=== Your goal ===
Reproduce exactly the lines from the one containing "Verify for me: does any gravel" through the last line of the records below, both included, and nothing else.

=== Records supplied ===
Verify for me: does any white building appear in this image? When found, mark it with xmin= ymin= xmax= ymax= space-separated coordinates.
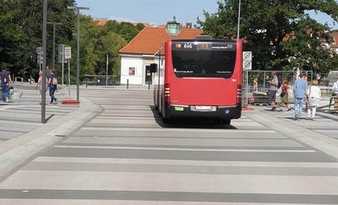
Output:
xmin=119 ymin=23 xmax=202 ymax=85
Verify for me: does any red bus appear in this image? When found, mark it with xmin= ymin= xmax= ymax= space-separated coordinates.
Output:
xmin=153 ymin=39 xmax=243 ymax=124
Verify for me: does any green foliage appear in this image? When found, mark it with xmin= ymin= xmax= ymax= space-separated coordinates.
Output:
xmin=74 ymin=16 xmax=144 ymax=78
xmin=0 ymin=0 xmax=144 ymax=79
xmin=199 ymin=0 xmax=338 ymax=72
xmin=0 ymin=0 xmax=75 ymax=77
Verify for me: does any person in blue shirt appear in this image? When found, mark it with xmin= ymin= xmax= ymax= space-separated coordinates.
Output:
xmin=293 ymin=73 xmax=308 ymax=120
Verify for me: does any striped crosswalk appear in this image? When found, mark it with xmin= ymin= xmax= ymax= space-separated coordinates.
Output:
xmin=0 ymin=89 xmax=338 ymax=205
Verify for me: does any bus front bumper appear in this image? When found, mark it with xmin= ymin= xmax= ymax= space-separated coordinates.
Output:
xmin=167 ymin=105 xmax=242 ymax=120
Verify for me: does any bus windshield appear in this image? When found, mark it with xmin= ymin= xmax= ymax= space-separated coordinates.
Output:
xmin=172 ymin=42 xmax=236 ymax=78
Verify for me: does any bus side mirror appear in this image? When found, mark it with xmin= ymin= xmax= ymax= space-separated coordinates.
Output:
xmin=150 ymin=63 xmax=157 ymax=73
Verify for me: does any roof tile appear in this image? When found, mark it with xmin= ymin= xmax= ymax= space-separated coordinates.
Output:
xmin=120 ymin=27 xmax=202 ymax=55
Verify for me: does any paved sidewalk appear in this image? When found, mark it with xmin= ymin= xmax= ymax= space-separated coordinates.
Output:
xmin=0 ymin=85 xmax=100 ymax=181
xmin=0 ymin=85 xmax=78 ymax=144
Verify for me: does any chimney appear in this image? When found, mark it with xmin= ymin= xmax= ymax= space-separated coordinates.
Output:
xmin=185 ymin=22 xmax=192 ymax=28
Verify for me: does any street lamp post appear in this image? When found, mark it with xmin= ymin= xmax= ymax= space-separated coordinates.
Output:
xmin=47 ymin=22 xmax=63 ymax=73
xmin=237 ymin=0 xmax=242 ymax=40
xmin=41 ymin=0 xmax=48 ymax=123
xmin=68 ymin=6 xmax=89 ymax=102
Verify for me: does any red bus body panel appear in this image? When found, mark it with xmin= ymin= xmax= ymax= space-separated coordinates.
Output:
xmin=164 ymin=40 xmax=242 ymax=107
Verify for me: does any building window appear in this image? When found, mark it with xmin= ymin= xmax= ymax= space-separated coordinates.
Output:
xmin=129 ymin=67 xmax=135 ymax=76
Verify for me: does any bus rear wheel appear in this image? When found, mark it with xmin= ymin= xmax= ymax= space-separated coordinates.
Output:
xmin=222 ymin=119 xmax=231 ymax=126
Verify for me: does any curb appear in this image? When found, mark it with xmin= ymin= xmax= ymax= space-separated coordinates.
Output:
xmin=248 ymin=111 xmax=338 ymax=159
xmin=316 ymin=112 xmax=338 ymax=121
xmin=0 ymin=98 xmax=101 ymax=182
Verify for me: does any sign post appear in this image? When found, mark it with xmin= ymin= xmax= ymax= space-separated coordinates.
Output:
xmin=58 ymin=44 xmax=65 ymax=86
xmin=64 ymin=46 xmax=72 ymax=97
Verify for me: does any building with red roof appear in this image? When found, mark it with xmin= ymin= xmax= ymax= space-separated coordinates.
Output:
xmin=119 ymin=22 xmax=202 ymax=85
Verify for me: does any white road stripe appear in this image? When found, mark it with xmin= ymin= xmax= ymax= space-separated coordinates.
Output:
xmin=0 ymin=170 xmax=338 ymax=195
xmin=33 ymin=157 xmax=338 ymax=168
xmin=81 ymin=127 xmax=276 ymax=133
xmin=54 ymin=145 xmax=316 ymax=153
xmin=0 ymin=199 xmax=324 ymax=205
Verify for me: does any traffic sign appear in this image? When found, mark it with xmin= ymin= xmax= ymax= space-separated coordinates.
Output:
xmin=36 ymin=47 xmax=43 ymax=65
xmin=243 ymin=51 xmax=252 ymax=70
xmin=65 ymin=46 xmax=72 ymax=60
xmin=58 ymin=44 xmax=65 ymax=63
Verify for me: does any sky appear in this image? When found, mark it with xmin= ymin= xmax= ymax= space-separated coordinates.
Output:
xmin=76 ymin=0 xmax=338 ymax=29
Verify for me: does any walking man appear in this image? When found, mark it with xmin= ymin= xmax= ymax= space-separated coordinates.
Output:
xmin=268 ymin=72 xmax=278 ymax=111
xmin=0 ymin=69 xmax=12 ymax=102
xmin=293 ymin=73 xmax=308 ymax=120
xmin=48 ymin=71 xmax=58 ymax=104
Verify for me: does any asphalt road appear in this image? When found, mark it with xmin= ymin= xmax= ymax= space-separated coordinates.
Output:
xmin=0 ymin=86 xmax=77 ymax=144
xmin=0 ymin=89 xmax=338 ymax=205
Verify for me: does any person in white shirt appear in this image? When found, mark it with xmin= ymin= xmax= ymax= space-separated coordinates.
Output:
xmin=332 ymin=79 xmax=338 ymax=96
xmin=307 ymin=80 xmax=322 ymax=120
xmin=329 ymin=79 xmax=338 ymax=110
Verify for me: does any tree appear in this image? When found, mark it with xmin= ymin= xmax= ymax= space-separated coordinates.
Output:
xmin=74 ymin=16 xmax=127 ymax=78
xmin=200 ymin=0 xmax=338 ymax=72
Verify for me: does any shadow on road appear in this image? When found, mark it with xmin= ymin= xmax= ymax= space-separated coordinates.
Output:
xmin=149 ymin=105 xmax=237 ymax=129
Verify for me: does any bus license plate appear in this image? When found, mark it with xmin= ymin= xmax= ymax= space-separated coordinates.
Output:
xmin=192 ymin=106 xmax=216 ymax=112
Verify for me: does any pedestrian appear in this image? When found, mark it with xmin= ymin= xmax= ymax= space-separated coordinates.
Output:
xmin=48 ymin=71 xmax=58 ymax=104
xmin=307 ymin=80 xmax=322 ymax=120
xmin=253 ymin=78 xmax=258 ymax=92
xmin=280 ymin=80 xmax=290 ymax=111
xmin=268 ymin=72 xmax=278 ymax=111
xmin=316 ymin=73 xmax=322 ymax=85
xmin=0 ymin=69 xmax=12 ymax=102
xmin=293 ymin=73 xmax=308 ymax=120
xmin=329 ymin=79 xmax=338 ymax=110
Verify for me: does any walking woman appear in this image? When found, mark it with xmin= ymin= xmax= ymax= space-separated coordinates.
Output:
xmin=48 ymin=71 xmax=57 ymax=104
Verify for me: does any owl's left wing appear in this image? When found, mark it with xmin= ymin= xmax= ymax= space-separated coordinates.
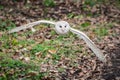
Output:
xmin=70 ymin=28 xmax=106 ymax=62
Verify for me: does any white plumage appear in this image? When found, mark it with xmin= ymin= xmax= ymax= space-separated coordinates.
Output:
xmin=9 ymin=20 xmax=106 ymax=62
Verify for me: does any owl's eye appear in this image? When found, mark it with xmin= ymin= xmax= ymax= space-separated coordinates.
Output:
xmin=59 ymin=26 xmax=62 ymax=28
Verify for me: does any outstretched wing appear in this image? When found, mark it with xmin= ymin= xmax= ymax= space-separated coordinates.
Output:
xmin=70 ymin=28 xmax=106 ymax=62
xmin=8 ymin=20 xmax=55 ymax=33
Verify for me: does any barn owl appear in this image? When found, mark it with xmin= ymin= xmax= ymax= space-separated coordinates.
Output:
xmin=9 ymin=20 xmax=106 ymax=62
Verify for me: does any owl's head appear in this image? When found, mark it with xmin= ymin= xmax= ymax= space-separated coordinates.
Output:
xmin=55 ymin=21 xmax=70 ymax=34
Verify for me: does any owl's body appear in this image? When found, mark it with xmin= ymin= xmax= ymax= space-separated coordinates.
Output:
xmin=9 ymin=20 xmax=106 ymax=62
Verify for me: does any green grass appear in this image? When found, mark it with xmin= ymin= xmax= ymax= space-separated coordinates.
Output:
xmin=43 ymin=0 xmax=55 ymax=7
xmin=0 ymin=19 xmax=16 ymax=31
xmin=0 ymin=19 xmax=113 ymax=80
xmin=0 ymin=53 xmax=45 ymax=80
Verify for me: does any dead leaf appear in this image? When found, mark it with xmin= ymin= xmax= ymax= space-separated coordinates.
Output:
xmin=48 ymin=50 xmax=56 ymax=54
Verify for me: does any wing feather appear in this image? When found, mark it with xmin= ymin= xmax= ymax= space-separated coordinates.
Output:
xmin=8 ymin=20 xmax=55 ymax=33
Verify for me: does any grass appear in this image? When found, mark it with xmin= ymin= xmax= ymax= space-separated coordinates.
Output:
xmin=0 ymin=18 xmax=115 ymax=80
xmin=0 ymin=53 xmax=44 ymax=80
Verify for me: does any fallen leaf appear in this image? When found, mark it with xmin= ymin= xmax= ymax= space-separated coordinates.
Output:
xmin=48 ymin=50 xmax=56 ymax=54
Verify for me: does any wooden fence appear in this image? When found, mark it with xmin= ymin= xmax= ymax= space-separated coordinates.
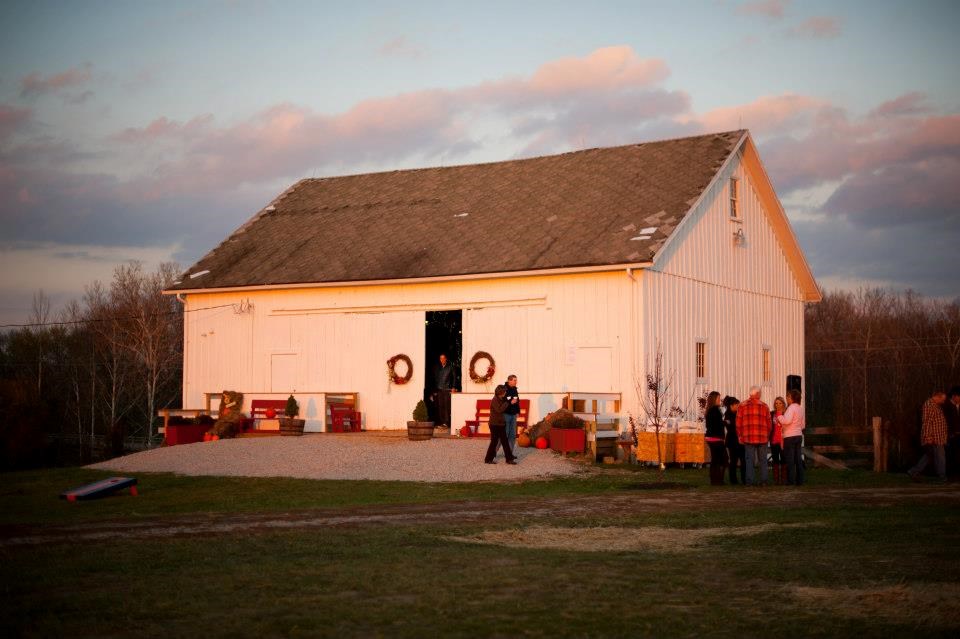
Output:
xmin=804 ymin=417 xmax=891 ymax=473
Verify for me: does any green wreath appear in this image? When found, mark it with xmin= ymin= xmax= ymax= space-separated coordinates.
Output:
xmin=387 ymin=353 xmax=413 ymax=386
xmin=470 ymin=351 xmax=497 ymax=384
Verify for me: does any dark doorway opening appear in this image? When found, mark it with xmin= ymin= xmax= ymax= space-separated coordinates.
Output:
xmin=423 ymin=310 xmax=463 ymax=424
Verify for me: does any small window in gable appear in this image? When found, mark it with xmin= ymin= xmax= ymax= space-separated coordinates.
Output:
xmin=730 ymin=178 xmax=740 ymax=219
xmin=696 ymin=341 xmax=707 ymax=380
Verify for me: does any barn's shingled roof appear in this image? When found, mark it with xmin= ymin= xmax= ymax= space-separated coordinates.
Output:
xmin=171 ymin=131 xmax=746 ymax=290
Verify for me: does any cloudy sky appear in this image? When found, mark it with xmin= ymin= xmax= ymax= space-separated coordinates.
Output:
xmin=0 ymin=0 xmax=960 ymax=324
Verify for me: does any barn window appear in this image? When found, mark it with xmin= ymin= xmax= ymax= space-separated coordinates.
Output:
xmin=696 ymin=341 xmax=707 ymax=380
xmin=730 ymin=178 xmax=740 ymax=219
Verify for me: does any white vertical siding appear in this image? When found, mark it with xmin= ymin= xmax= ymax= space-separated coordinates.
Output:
xmin=184 ymin=152 xmax=803 ymax=429
xmin=642 ymin=155 xmax=804 ymax=411
xmin=184 ymin=271 xmax=632 ymax=429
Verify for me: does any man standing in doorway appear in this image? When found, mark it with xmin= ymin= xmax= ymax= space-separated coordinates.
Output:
xmin=907 ymin=391 xmax=947 ymax=481
xmin=433 ymin=353 xmax=456 ymax=428
xmin=737 ymin=386 xmax=770 ymax=486
xmin=503 ymin=375 xmax=520 ymax=452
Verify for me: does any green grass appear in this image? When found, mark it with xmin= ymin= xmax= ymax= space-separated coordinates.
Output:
xmin=0 ymin=506 xmax=960 ymax=637
xmin=0 ymin=465 xmax=908 ymax=524
xmin=0 ymin=468 xmax=960 ymax=638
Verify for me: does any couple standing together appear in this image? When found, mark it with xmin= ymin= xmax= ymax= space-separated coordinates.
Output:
xmin=484 ymin=375 xmax=520 ymax=464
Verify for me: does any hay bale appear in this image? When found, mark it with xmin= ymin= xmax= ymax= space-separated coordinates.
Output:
xmin=209 ymin=391 xmax=246 ymax=439
xmin=527 ymin=408 xmax=585 ymax=441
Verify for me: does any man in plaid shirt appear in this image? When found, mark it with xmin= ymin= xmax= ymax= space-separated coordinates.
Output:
xmin=907 ymin=391 xmax=947 ymax=481
xmin=737 ymin=386 xmax=773 ymax=486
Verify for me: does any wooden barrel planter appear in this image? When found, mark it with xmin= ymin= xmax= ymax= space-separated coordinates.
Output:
xmin=279 ymin=418 xmax=307 ymax=437
xmin=407 ymin=422 xmax=433 ymax=442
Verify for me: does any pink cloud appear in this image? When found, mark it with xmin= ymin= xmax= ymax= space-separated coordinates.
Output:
xmin=524 ymin=46 xmax=670 ymax=96
xmin=105 ymin=46 xmax=689 ymax=197
xmin=787 ymin=16 xmax=840 ymax=40
xmin=870 ymin=91 xmax=930 ymax=118
xmin=826 ymin=157 xmax=960 ymax=227
xmin=114 ymin=114 xmax=213 ymax=144
xmin=696 ymin=93 xmax=826 ymax=135
xmin=20 ymin=63 xmax=93 ymax=98
xmin=761 ymin=101 xmax=960 ymax=193
xmin=737 ymin=0 xmax=790 ymax=19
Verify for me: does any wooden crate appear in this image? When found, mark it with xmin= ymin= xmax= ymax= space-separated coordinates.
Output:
xmin=637 ymin=432 xmax=677 ymax=464
xmin=584 ymin=421 xmax=619 ymax=459
xmin=674 ymin=433 xmax=707 ymax=464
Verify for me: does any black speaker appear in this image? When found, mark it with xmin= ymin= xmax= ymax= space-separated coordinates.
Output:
xmin=787 ymin=375 xmax=803 ymax=391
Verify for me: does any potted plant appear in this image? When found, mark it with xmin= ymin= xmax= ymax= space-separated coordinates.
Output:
xmin=280 ymin=395 xmax=306 ymax=436
xmin=407 ymin=399 xmax=433 ymax=442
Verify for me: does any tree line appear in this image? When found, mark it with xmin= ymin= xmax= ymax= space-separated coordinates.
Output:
xmin=0 ymin=262 xmax=960 ymax=469
xmin=0 ymin=262 xmax=183 ymax=469
xmin=804 ymin=288 xmax=960 ymax=465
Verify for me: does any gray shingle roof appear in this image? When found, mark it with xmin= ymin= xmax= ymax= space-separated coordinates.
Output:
xmin=171 ymin=131 xmax=745 ymax=290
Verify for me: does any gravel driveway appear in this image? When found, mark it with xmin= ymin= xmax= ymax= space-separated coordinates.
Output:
xmin=89 ymin=433 xmax=581 ymax=482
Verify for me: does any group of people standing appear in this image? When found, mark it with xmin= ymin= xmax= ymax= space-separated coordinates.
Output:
xmin=907 ymin=386 xmax=960 ymax=481
xmin=705 ymin=386 xmax=806 ymax=486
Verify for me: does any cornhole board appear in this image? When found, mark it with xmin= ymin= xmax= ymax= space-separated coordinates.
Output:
xmin=60 ymin=477 xmax=137 ymax=501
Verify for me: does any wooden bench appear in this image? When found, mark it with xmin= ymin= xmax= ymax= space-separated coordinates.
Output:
xmin=330 ymin=404 xmax=361 ymax=433
xmin=237 ymin=399 xmax=287 ymax=436
xmin=465 ymin=399 xmax=530 ymax=437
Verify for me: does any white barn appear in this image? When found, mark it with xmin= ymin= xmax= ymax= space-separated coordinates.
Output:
xmin=168 ymin=131 xmax=820 ymax=431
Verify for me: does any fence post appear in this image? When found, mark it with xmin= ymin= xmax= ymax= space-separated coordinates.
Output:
xmin=873 ymin=417 xmax=887 ymax=473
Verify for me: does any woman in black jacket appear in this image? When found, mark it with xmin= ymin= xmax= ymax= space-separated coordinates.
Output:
xmin=483 ymin=385 xmax=517 ymax=464
xmin=723 ymin=395 xmax=747 ymax=484
xmin=704 ymin=391 xmax=727 ymax=486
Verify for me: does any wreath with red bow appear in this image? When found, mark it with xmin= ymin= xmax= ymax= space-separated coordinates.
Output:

=== Finished answer ===
Verify for me: does any gravel driveway appear in this image? When found, mark it with xmin= ymin= xmax= ymax= space-separated coordinates.
Output:
xmin=89 ymin=433 xmax=581 ymax=482
Verify for me: does any group of people standing appear in this image? When found, mark it with xmin= ymin= xmax= ymax= space-separated coordinates.
Output:
xmin=907 ymin=386 xmax=960 ymax=481
xmin=705 ymin=386 xmax=806 ymax=486
Verify for me: does any cornhole board appear in this image? When found, mark it with xmin= ymin= xmax= ymax= space-separated coordinates.
Output:
xmin=60 ymin=477 xmax=137 ymax=501
Verify for me: does any wooden bench appear in this image? When found, mark it with xmin= ymin= xmax= ymax= space-separated coordinates.
Output:
xmin=330 ymin=404 xmax=361 ymax=433
xmin=237 ymin=399 xmax=287 ymax=436
xmin=465 ymin=399 xmax=530 ymax=437
Verify for me: does any white barn appear in this image? When found, mark it with xmin= ymin= xmax= ymax= space-separated coordinates.
Output:
xmin=168 ymin=131 xmax=820 ymax=431
Verify for me: does any fence post appear in this image? When found, mark it with xmin= ymin= xmax= ymax= space-separated coordinates.
Output:
xmin=873 ymin=417 xmax=887 ymax=473
Verify for me: does any woman in black jacket appear in this image? When found, mark it with xmin= ymin= xmax= ymax= space-separated coordinates.
Output:
xmin=483 ymin=385 xmax=517 ymax=464
xmin=723 ymin=395 xmax=747 ymax=484
xmin=704 ymin=391 xmax=727 ymax=486
Verify for me: does any wreath with red bow appear in this image? When found, mark it with xmin= ymin= xmax= ymax= space-separated coordinates.
Output:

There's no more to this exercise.